(Referring expression data)

::::::

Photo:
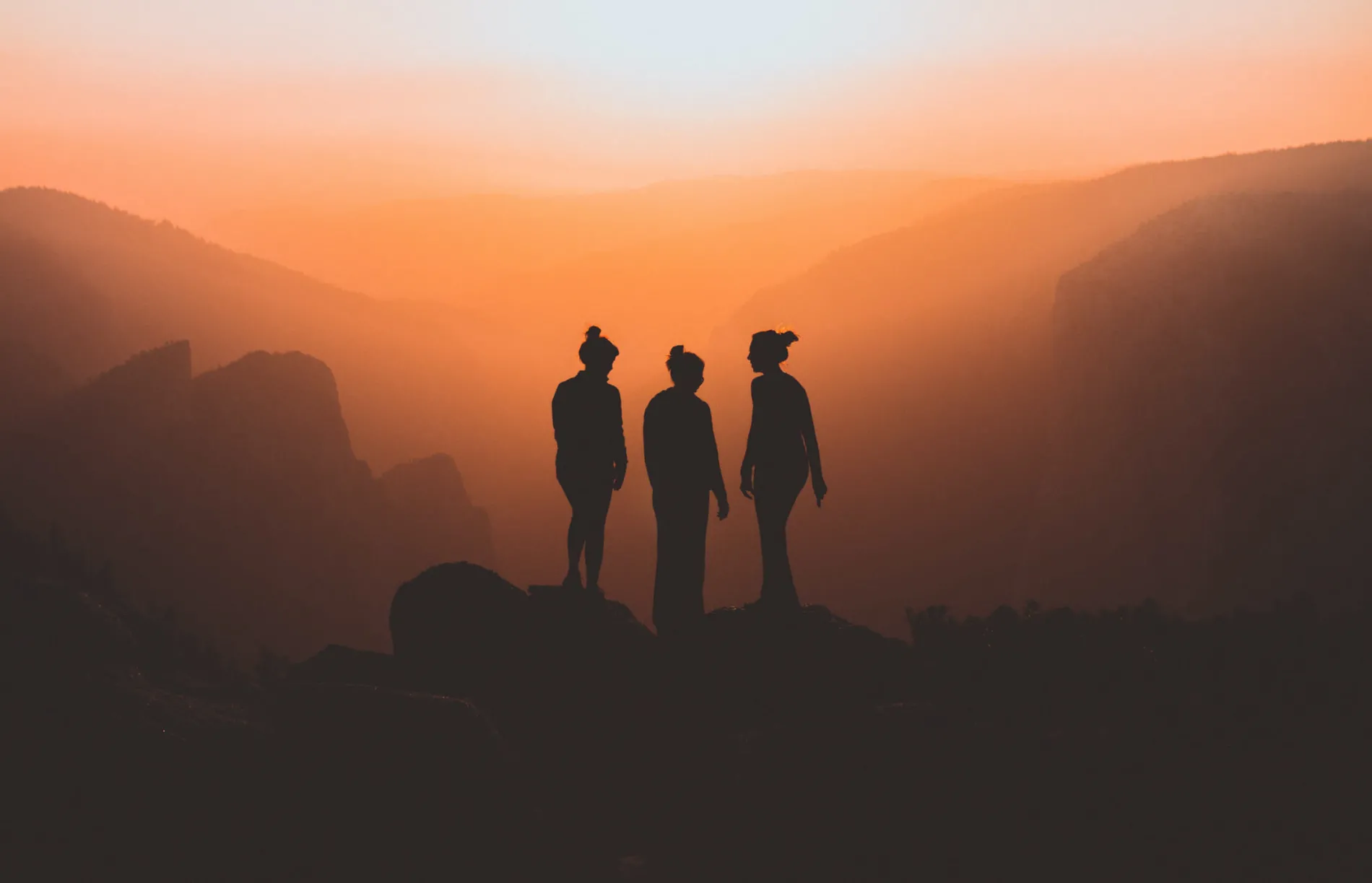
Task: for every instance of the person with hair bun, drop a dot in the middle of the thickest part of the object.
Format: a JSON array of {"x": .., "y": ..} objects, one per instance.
[
  {"x": 684, "y": 468},
  {"x": 589, "y": 427},
  {"x": 781, "y": 454}
]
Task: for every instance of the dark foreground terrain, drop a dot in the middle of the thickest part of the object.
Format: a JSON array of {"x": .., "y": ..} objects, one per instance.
[{"x": 545, "y": 736}]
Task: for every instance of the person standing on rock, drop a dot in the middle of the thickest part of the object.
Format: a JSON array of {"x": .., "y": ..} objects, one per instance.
[
  {"x": 684, "y": 468},
  {"x": 591, "y": 461},
  {"x": 781, "y": 453}
]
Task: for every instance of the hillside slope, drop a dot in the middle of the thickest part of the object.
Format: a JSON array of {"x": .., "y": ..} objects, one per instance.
[{"x": 1213, "y": 373}]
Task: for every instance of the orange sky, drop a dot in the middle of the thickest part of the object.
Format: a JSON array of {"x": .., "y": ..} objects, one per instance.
[{"x": 186, "y": 108}]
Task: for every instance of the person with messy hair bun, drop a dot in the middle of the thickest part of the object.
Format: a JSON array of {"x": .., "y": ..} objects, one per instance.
[
  {"x": 684, "y": 468},
  {"x": 589, "y": 427},
  {"x": 781, "y": 454}
]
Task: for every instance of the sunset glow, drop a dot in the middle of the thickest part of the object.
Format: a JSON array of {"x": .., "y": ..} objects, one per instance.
[{"x": 280, "y": 102}]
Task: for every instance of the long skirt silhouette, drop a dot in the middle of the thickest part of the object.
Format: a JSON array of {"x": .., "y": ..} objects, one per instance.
[{"x": 680, "y": 584}]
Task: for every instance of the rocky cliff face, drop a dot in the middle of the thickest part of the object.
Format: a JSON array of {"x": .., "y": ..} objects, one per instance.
[
  {"x": 235, "y": 498},
  {"x": 1213, "y": 376}
]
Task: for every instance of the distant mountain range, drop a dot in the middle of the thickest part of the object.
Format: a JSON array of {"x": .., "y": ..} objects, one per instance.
[
  {"x": 963, "y": 462},
  {"x": 928, "y": 354},
  {"x": 233, "y": 498}
]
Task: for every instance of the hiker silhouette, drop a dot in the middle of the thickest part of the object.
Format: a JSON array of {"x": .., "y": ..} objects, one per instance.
[
  {"x": 684, "y": 468},
  {"x": 589, "y": 427},
  {"x": 781, "y": 453}
]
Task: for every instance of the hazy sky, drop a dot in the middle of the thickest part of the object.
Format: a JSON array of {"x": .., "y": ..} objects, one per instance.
[{"x": 287, "y": 99}]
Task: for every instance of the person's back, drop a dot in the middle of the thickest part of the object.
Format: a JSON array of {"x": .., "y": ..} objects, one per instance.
[
  {"x": 588, "y": 424},
  {"x": 781, "y": 417},
  {"x": 589, "y": 427},
  {"x": 684, "y": 469},
  {"x": 680, "y": 443}
]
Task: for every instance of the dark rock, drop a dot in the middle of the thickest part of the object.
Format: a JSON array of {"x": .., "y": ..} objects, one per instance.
[
  {"x": 344, "y": 665},
  {"x": 463, "y": 625}
]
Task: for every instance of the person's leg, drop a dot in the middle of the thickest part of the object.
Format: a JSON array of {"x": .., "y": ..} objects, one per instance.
[
  {"x": 695, "y": 524},
  {"x": 774, "y": 508},
  {"x": 664, "y": 575},
  {"x": 576, "y": 536},
  {"x": 597, "y": 512}
]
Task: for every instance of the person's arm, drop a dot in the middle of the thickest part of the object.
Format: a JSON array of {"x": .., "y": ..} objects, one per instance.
[
  {"x": 559, "y": 414},
  {"x": 807, "y": 432},
  {"x": 750, "y": 454},
  {"x": 718, "y": 475},
  {"x": 652, "y": 439},
  {"x": 620, "y": 451}
]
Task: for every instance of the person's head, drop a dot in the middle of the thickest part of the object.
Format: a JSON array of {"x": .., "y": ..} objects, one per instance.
[
  {"x": 770, "y": 349},
  {"x": 687, "y": 369},
  {"x": 597, "y": 353}
]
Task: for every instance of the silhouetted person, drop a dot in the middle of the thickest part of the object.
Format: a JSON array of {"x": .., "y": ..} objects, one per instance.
[
  {"x": 781, "y": 453},
  {"x": 684, "y": 469},
  {"x": 589, "y": 425}
]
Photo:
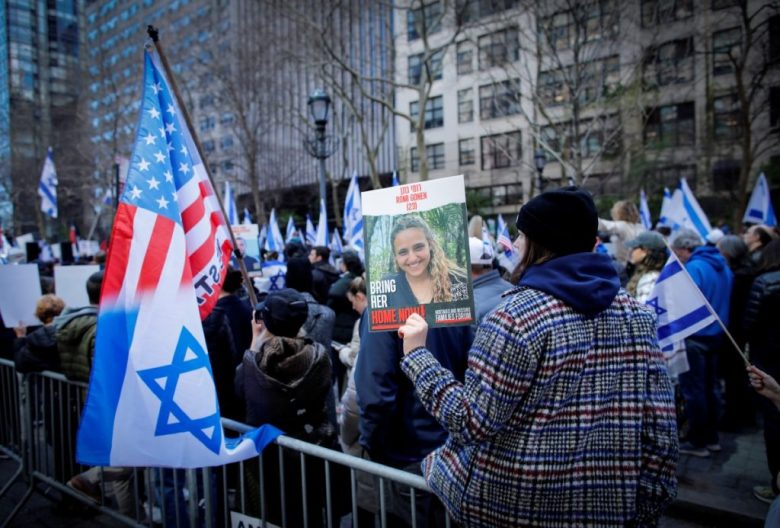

::::::

TO DO:
Leave out the pictures, and write out exactly the lines from the line containing "Task: for every instance of the person's head, drop" through the end of the records above.

ANSWER TO THE EXERCISE:
Task: for every instance of the person's head, drop a dot in the middle of the thickest part of the object.
Format: a JSON array of {"x": .., "y": ..} objects, one per instance.
[
  {"x": 770, "y": 349},
  {"x": 687, "y": 369},
  {"x": 597, "y": 353}
]
Task: for every instance of the silhouetted person, drop a dot in the middle of the thickest part of the object.
Format: a JSON array of {"x": .., "y": ..} objects, one per instance.
[
  {"x": 781, "y": 453},
  {"x": 684, "y": 469},
  {"x": 589, "y": 425}
]
Photo:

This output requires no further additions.